YOUR INSTRUCTIONS » Starting with the line that contains "the black smartphone", write out each line through the end of the listing, unchanged. Output nothing else.
** begin PROVIDED MATERIAL **
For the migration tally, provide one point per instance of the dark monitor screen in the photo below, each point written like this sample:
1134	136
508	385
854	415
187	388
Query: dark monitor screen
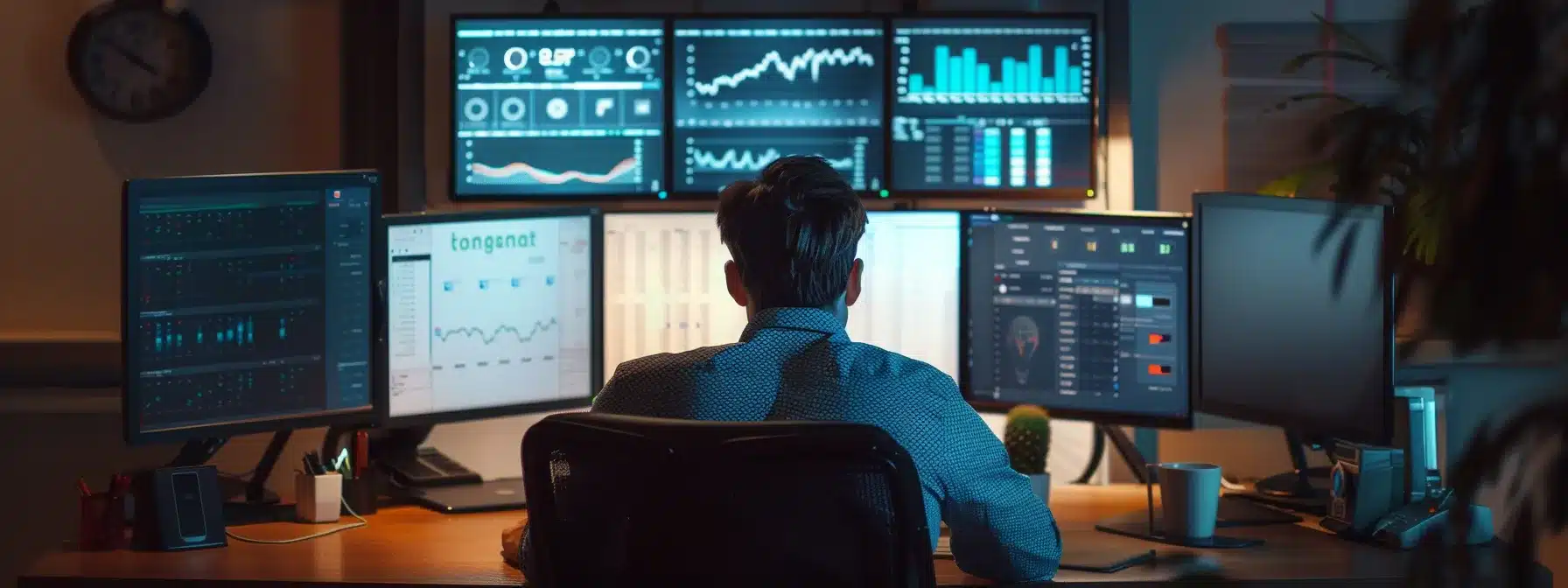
1078	312
493	312
995	104
748	91
1275	344
249	303
557	108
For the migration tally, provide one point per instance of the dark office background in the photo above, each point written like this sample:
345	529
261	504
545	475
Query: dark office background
273	105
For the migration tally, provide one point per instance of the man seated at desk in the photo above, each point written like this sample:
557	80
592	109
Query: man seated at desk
792	235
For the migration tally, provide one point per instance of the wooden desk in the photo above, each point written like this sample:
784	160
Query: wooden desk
416	548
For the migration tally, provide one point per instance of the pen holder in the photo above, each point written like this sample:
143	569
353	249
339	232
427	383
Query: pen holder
318	497
361	494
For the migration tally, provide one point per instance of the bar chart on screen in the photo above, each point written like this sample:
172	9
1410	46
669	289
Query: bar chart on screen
665	286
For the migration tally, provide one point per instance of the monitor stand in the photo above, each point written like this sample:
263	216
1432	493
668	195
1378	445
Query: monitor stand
1304	490
438	482
245	500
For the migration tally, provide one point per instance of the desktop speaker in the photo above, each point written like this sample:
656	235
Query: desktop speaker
1366	483
178	508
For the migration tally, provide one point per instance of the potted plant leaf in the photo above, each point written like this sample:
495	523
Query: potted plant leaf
1027	441
1490	80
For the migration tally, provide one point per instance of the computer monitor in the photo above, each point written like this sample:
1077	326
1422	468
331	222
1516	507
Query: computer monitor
998	105
557	108
1084	314
665	286
752	90
248	303
488	314
491	314
1277	344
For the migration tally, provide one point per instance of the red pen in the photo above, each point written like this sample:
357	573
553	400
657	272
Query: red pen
361	453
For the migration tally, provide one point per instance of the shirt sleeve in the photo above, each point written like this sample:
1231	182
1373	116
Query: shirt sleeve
1001	530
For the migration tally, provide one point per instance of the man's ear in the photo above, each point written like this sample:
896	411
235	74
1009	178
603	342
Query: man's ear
853	292
738	287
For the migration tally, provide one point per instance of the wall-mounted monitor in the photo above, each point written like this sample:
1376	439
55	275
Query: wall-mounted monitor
993	105
752	90
557	108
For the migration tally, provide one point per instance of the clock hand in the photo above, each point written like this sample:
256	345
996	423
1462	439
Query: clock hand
132	57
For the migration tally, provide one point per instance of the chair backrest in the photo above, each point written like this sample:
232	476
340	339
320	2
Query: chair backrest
618	500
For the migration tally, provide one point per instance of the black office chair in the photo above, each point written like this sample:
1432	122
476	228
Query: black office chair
639	502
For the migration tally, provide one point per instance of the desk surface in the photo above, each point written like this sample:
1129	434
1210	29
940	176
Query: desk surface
411	546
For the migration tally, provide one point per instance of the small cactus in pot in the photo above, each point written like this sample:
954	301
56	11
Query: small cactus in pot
1027	441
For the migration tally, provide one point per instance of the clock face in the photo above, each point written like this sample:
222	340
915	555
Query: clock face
140	63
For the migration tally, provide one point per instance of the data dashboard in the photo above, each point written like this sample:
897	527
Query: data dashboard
1081	312
665	286
558	107
748	91
488	312
993	104
247	300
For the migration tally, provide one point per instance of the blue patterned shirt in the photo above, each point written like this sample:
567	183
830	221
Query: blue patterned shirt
799	364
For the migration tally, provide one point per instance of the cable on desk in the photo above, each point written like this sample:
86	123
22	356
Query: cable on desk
308	536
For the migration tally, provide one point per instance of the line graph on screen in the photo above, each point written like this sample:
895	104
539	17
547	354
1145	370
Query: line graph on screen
811	60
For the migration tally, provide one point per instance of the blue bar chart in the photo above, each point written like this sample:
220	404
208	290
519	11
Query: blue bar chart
966	74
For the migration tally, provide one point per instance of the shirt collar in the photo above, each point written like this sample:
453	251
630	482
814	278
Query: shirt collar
816	320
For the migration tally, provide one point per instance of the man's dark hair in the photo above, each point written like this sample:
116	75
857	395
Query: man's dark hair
792	233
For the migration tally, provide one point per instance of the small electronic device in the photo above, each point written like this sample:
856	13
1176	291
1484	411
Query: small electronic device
1407	526
178	508
752	90
995	105
665	286
1368	485
1084	314
490	314
557	108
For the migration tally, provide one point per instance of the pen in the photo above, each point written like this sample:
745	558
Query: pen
361	452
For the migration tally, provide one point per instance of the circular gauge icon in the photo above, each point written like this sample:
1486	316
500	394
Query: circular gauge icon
556	108
599	57
512	108
514	59
639	57
479	59
475	110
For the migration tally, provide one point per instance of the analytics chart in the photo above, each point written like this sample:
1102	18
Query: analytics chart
558	108
490	312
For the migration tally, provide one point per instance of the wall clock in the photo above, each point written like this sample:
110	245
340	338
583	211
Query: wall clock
138	61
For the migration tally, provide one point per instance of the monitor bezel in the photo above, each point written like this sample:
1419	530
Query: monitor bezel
130	397
554	200
1054	193
595	332
885	136
1284	419
1098	416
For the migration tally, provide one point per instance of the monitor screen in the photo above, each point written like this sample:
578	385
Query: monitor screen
1275	342
557	108
665	286
1082	314
248	303
748	91
491	314
995	104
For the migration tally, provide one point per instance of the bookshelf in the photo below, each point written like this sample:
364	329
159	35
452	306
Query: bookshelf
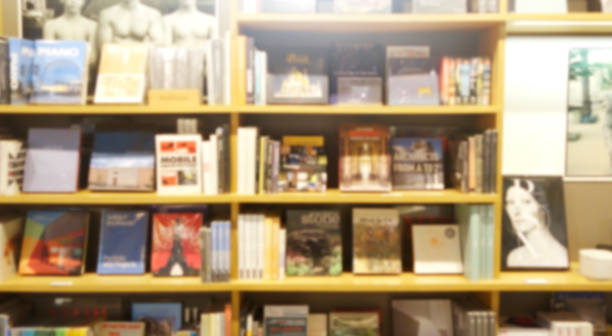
490	31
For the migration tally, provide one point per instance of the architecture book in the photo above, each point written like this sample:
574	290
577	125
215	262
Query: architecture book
314	242
122	161
52	160
175	247
60	73
54	243
123	242
376	241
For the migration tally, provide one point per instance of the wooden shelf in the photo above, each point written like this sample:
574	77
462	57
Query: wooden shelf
558	24
113	109
111	198
368	22
370	109
334	196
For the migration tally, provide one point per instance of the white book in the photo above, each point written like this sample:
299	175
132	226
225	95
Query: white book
436	249
178	164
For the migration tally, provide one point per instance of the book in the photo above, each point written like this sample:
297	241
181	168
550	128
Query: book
418	163
54	243
422	317
122	161
436	249
314	242
178	162
119	328
52	160
175	247
60	72
11	227
123	242
363	6
304	164
365	162
297	76
162	319
21	59
122	74
376	241
354	323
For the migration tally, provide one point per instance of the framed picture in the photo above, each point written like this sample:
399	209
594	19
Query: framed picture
534	230
589	114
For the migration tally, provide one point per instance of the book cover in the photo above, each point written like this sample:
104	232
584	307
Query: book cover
123	242
162	319
119	328
354	323
122	161
21	58
121	77
303	164
5	92
297	76
60	72
376	241
179	169
11	228
175	246
418	164
52	160
365	162
422	317
54	243
314	242
436	249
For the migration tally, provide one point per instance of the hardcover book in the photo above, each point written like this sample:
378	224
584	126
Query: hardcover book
162	319
436	249
175	246
365	163
418	163
122	161
179	169
354	323
123	242
314	242
60	72
304	164
52	160
54	243
376	241
122	74
21	58
297	76
10	233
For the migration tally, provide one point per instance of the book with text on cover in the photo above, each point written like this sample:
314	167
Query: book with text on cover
54	243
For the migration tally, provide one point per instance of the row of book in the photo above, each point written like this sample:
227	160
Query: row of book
57	72
79	317
359	73
120	161
369	7
55	242
409	317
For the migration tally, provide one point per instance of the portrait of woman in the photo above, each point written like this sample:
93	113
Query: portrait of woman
534	229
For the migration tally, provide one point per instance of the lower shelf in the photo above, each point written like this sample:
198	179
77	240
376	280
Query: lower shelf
407	282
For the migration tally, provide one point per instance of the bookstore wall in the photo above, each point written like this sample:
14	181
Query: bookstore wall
305	168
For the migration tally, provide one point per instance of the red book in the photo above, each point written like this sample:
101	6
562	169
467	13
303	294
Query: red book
176	250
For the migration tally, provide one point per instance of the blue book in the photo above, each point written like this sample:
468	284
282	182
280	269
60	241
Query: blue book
160	313
52	160
123	237
123	161
21	57
60	72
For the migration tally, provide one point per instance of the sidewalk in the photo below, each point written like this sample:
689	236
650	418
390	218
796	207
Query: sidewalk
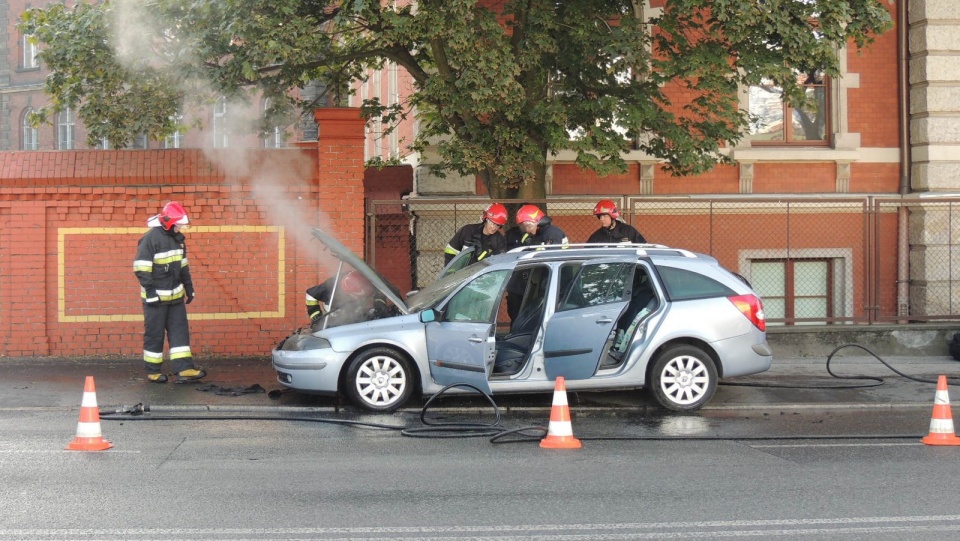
796	382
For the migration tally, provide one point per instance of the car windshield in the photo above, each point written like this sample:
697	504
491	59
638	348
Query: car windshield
429	296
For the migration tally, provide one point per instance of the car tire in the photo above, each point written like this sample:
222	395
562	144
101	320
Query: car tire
380	379
683	378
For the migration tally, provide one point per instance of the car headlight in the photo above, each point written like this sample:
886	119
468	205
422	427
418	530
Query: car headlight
305	343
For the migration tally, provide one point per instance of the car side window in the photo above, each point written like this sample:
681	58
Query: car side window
684	285
596	284
478	300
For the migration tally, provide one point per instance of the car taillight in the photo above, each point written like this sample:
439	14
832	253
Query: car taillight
751	307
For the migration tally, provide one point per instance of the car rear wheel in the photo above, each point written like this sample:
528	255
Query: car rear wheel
684	378
380	379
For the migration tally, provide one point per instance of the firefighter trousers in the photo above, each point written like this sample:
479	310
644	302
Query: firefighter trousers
170	321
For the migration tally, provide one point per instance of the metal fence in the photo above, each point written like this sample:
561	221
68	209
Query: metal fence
814	260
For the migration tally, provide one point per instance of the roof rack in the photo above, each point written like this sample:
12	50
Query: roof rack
640	249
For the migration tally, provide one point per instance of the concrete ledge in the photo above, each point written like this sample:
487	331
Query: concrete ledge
929	339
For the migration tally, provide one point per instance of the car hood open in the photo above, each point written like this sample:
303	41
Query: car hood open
344	254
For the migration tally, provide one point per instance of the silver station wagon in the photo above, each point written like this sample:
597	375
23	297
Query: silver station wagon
604	317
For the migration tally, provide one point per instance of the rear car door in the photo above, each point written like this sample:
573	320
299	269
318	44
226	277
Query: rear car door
461	345
590	299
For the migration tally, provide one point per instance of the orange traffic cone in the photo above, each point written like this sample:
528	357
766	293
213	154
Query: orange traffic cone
941	424
89	437
560	431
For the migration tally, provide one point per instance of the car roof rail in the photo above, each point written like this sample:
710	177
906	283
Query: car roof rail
640	249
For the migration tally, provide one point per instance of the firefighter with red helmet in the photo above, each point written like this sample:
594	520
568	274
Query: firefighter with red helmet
166	288
319	297
484	237
533	228
537	228
612	230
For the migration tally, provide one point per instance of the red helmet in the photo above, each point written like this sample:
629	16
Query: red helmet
496	213
529	213
606	206
355	284
173	214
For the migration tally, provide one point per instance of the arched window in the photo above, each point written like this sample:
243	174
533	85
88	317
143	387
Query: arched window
175	140
220	123
775	122
30	139
274	137
29	47
65	128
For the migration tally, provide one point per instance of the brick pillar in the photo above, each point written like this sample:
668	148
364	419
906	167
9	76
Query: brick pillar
23	304
340	176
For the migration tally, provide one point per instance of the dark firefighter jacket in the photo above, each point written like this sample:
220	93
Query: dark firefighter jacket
161	266
472	235
620	232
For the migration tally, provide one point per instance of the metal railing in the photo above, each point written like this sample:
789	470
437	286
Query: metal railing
814	260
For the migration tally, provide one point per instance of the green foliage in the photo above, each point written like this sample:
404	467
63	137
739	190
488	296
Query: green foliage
495	92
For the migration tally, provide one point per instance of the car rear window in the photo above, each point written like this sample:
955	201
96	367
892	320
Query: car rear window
684	285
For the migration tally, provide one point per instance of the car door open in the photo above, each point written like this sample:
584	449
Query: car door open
591	298
461	344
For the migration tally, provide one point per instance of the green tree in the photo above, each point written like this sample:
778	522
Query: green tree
496	90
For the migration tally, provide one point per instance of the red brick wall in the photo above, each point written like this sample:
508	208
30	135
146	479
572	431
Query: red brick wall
70	222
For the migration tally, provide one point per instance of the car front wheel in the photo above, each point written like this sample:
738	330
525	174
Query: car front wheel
684	378
380	379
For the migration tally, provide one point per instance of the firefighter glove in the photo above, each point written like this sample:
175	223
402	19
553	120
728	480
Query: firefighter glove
152	298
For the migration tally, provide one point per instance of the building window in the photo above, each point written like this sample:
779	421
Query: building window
220	123
774	122
795	289
29	47
274	136
140	141
31	136
65	128
175	140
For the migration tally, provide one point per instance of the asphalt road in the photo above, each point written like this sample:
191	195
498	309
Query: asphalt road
795	454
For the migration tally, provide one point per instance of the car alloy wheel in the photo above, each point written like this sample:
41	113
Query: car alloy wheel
380	379
684	378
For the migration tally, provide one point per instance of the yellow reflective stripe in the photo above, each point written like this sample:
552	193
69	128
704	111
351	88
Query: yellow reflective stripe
181	352
166	294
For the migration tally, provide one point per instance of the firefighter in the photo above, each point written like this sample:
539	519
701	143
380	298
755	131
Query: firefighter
484	236
533	227
534	222
612	229
166	288
319	297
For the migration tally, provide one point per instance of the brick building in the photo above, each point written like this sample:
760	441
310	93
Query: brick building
881	137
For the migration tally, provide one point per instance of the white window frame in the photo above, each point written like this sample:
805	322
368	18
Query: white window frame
274	139
220	139
30	50
842	271
176	139
65	130
30	136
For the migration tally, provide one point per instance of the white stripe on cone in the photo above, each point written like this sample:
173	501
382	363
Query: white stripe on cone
560	428
88	430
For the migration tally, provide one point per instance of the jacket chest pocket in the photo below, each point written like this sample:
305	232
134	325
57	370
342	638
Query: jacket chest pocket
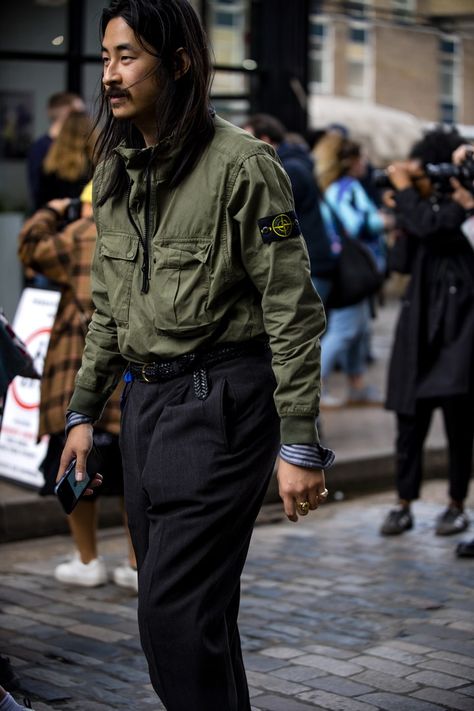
181	278
118	253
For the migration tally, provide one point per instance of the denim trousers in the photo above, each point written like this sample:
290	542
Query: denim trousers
195	474
346	340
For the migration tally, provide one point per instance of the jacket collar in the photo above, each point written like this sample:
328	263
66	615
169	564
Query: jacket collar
161	156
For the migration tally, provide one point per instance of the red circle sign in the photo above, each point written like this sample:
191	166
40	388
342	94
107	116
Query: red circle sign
22	387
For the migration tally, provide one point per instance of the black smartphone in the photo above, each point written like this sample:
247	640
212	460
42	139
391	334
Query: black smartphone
68	490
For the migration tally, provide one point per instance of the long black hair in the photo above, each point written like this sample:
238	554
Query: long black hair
183	113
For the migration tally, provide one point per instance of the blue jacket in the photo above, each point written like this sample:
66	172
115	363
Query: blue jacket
298	164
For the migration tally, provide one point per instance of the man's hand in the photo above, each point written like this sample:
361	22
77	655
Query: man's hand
298	484
460	154
79	445
461	195
401	173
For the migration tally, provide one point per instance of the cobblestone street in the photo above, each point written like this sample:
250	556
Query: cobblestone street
333	617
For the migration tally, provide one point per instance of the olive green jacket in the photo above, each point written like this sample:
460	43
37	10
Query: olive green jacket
215	274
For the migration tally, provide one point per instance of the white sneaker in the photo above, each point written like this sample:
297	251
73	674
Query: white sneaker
75	572
126	577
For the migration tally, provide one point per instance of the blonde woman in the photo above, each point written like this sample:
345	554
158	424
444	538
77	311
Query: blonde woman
345	205
67	166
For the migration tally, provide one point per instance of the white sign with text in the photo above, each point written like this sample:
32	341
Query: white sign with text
20	453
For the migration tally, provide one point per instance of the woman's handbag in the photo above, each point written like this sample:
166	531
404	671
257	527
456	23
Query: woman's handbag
356	275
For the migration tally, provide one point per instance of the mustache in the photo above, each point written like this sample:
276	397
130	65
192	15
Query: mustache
116	93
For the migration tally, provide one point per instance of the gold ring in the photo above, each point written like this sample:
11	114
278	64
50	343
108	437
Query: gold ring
** end PROVIDED MATERIAL **
SOLUTION FOR THIS PROBLEM »
For the migration tally, provide one point per instance of the black smartphone in the photo above, each point written like this sample:
247	640
212	460
42	139
391	334
Query: black smartphone
68	490
For the migration tally, provide one point per instance of the long black hair in the photo above, each point written like this sample:
238	554
Query: long black hair
183	113
For the migration tally, provide one point per instance of the blue jacket in the photo above, each point written like this sample:
66	172
115	363
Query: blue jacket
298	164
For the migration tally, provide one point per instance of the man's hand in the photo above, each point written like this sample:
361	22
77	655
Query: man's hand
298	484
460	154
79	445
461	195
401	173
For the migration tally, provide one point per instance of the cobblestone street in the photo above, each point written like this sample:
250	556
Query: cobblestone street
333	617
For the migration tally, provide one point per instance of the olive green jacket in the photo above, each point written like this sample:
460	43
37	10
Query: olive green jacket
215	274
For the migration tally, provide one point per instance of the white sneaker in the photo above, each point written like this sample:
297	251
73	674
Query: white sneaker
75	572
126	577
For the migration tally, provide one point per instance of the blonde woman in the photo above, each point written like this sample:
345	554
158	424
444	538
77	311
Query: blonde woman
345	205
67	166
For the migration tally, provide one point per instance of the white sign with text in the photo above, each point written like this sample:
32	341
Query: white sign with text
20	453
For the migration tally, provide one point per instance of the woman's handbag in the photo above, each point written like this sample:
166	531
404	671
257	527
456	23
Query: woman's handbag
356	275
For the migration tally, provide one point per instance of the mustache in the photo above, each point written like this sample:
276	397
130	65
192	15
Query: mustache
116	93
For the migration tally, provide one point per instance of the gold ring in the photo above, each point written like this sample:
11	114
278	64
50	343
108	437
Query: gold ring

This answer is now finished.